[Written instruction]
Could you give these lines again with "tuples" switched to "pairs" everywhere it appears, changing nothing else and leaving the pictures out?

[Recorded data]
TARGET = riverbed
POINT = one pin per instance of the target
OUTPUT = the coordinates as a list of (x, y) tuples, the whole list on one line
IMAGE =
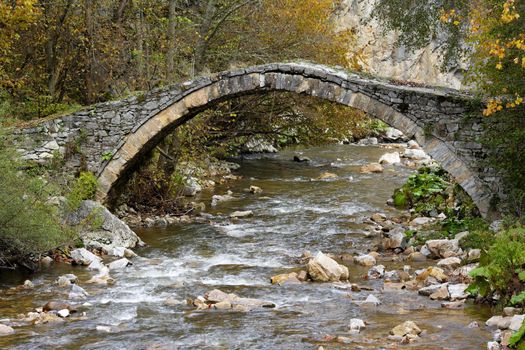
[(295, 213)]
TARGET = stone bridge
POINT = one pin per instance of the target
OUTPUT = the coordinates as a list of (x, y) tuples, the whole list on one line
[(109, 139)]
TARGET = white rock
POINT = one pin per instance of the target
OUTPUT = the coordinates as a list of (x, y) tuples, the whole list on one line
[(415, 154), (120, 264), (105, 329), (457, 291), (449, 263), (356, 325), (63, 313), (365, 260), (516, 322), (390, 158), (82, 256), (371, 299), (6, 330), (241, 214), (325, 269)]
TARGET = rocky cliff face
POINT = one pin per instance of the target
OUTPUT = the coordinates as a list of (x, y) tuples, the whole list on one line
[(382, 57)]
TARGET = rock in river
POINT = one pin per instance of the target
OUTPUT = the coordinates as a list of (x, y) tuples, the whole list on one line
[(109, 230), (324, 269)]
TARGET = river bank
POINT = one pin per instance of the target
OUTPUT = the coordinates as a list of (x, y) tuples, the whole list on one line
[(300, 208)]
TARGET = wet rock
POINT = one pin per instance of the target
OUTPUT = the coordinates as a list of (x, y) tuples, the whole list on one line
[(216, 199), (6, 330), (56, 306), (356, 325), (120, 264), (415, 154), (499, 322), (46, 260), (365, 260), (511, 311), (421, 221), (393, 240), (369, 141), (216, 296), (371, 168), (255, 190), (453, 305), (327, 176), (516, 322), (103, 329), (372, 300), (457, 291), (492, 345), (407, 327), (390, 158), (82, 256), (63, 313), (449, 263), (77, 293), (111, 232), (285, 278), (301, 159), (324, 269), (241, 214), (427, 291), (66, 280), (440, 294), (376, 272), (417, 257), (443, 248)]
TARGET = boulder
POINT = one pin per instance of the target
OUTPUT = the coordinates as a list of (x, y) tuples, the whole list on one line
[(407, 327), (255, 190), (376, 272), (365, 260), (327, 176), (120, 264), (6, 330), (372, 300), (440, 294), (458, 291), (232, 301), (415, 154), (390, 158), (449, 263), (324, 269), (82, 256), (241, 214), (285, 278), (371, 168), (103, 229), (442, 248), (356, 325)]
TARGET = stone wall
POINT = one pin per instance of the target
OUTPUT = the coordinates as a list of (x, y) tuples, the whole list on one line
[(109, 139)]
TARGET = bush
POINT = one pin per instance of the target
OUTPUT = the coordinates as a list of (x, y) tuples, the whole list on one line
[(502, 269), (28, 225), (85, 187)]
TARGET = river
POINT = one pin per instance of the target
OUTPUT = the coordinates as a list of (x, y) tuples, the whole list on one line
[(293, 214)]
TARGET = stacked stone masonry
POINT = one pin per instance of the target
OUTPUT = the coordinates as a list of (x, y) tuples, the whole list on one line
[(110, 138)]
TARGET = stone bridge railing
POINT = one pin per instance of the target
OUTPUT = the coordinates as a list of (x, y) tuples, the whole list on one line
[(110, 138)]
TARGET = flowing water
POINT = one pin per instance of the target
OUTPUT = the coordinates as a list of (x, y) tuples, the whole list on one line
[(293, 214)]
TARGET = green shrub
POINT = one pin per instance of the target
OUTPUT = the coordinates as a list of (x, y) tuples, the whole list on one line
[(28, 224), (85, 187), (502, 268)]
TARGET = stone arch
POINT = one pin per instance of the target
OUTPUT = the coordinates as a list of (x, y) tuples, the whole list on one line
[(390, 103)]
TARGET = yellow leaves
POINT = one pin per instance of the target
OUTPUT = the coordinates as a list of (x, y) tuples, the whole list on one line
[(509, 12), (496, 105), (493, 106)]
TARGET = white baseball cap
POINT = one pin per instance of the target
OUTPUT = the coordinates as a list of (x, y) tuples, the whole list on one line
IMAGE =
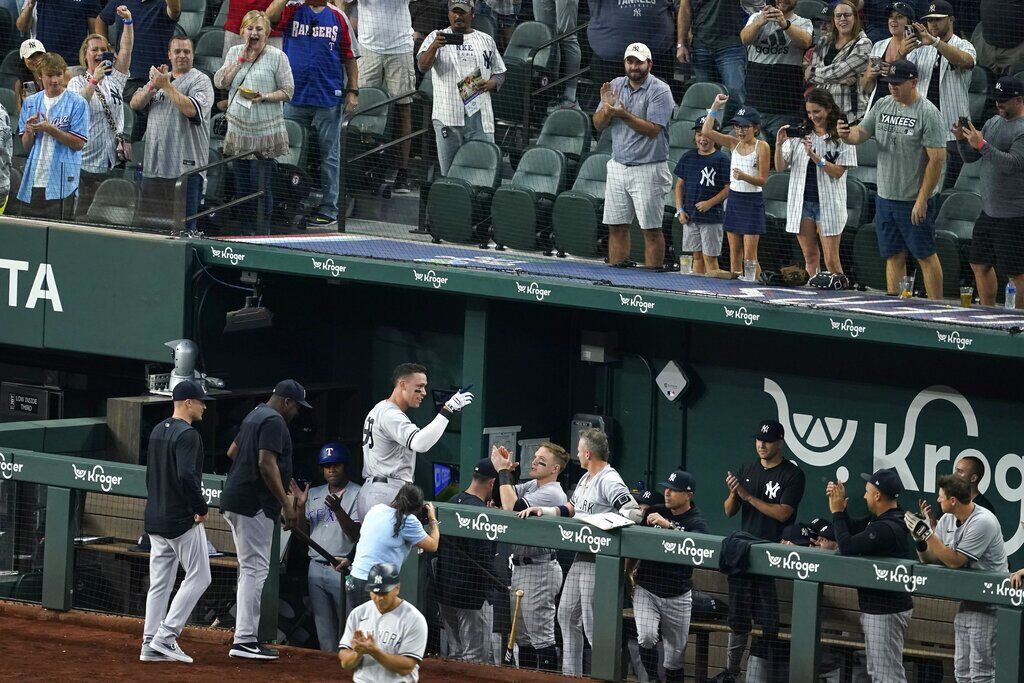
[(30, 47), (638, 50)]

[Answer to this problem]
TARGET = riverbed
POINT = one pin per instance of the target
OUTPUT = the coordinates as a list of (x, y) pairs, the whole list on one line
IMAGE =
[(295, 213)]
TARGET = stone bridge
POINT = one pin per instance of the target
OUTPUT = the coordinates as a list of (x, y) pairs, the whole list on one line
[(109, 139)]
TARGET = white rock
POINT = one pin per instance of the target
OUTPUT = the coordinates as a list of (x, y) pairs, the whole list on one line
[(415, 154), (120, 264), (105, 329), (457, 291), (449, 263), (356, 325), (63, 313), (365, 260), (516, 322), (390, 158), (82, 256), (371, 299), (6, 330), (241, 214), (325, 269)]
TARGET = rocky cliff face
POINT = one pin per instance of the target
OUTPUT = the coordinates as a list of (x, y) pairs, the whole list on one line
[(382, 57)]
TARGET = rock in river
POINT = one pin per instance of the target
OUTPUT = the coordinates as a list of (x, y) pairs, the whole list on one line
[(109, 230), (324, 269)]
TARGET = river bank
POINT = one pin per instance of the target
OUTPUT = the coordinates as a list of (x, y) pairs, the whole list on one line
[(300, 208)]
TARGET = wet rock
POINT = one pin per instance of the target
OUTPUT = the coordinates as a list of (x, y) pairs, the whole list on one line
[(216, 199), (6, 330), (56, 306), (356, 325), (120, 264), (415, 154), (499, 322), (46, 260), (365, 260), (511, 311), (421, 221), (393, 240), (369, 141), (216, 296), (371, 168), (255, 190), (453, 305), (327, 176), (516, 322), (103, 329), (372, 300), (457, 291), (492, 345), (407, 327), (390, 158), (82, 256), (63, 313), (449, 263), (77, 293), (111, 232), (285, 278), (301, 159), (324, 269), (241, 214), (427, 291), (66, 280), (440, 294), (376, 272), (417, 257), (443, 248)]
TARGET = boulder
POINT = one pin per instance of the target
OUTPUT = the coordinates as a list of (x, y) pairs, the whole list on one line
[(407, 327), (255, 190), (376, 272), (365, 260), (327, 176), (120, 264), (6, 330), (372, 300), (440, 294), (458, 291), (232, 301), (415, 154), (390, 158), (449, 263), (324, 269), (82, 256), (241, 214), (285, 278), (371, 168), (103, 229), (442, 248), (356, 325)]
TARGET = stone wall
POINT = one pin per instance of the target
OUTPUT = the coordinates as a list of (x, y) pairs, the whole list on one line
[(109, 139)]
TARGET = bush
POINT = one pin per instance of the target
OUTPUT = the coordinates as a list of (x, y) pairs, the whole list on one line
[(502, 269), (28, 225), (85, 187)]
TARGET = river
POINT = one pin per instance of the target
OUTPUT = the coordinates as a list of (x, y) pairs, the whole list on one line
[(293, 214)]
TARGET = stacked stone masonry
POINT = one pin per instance of the target
OUTPUT = the coordinates as a list of (x, y) pairs, the whole list on one line
[(110, 138)]
TARGET = stone bridge railing
POINT = one pin per instance of the target
OUTPUT = the coordinates as a list of (x, y) pairs, the whole list on one line
[(110, 138)]
TARGET = flowing water
POINT = one pin per instance of the target
OUTPUT = the coordinates as a list of (x, y) pairs, the whole list on one line
[(293, 214)]
TARGET = green shrub
POINT = one pin per instance of the target
OUTPUT = the coordinates as a list of (x, y) pairs, the whole list on one line
[(28, 224), (85, 187), (502, 268)]
TARGET = stone arch
POINT = one pin per instance of the target
OUTPUT = the coordinates as a list of (x, y) pairs, the whole list on one line
[(390, 103)]
TARGET = yellow leaves
POINT = one pin per instance of the target
OUTPUT = the coordinates as a list of (x, y) pairs, the whole list on one line
[(509, 12), (496, 105), (493, 106)]
TARGET = white baseball cap
POINT = one pin per instance of the target
OUTPUT = the coordinates as a list of (x, y) pairs, the whole list on one line
IMAGE =
[(30, 47), (638, 50)]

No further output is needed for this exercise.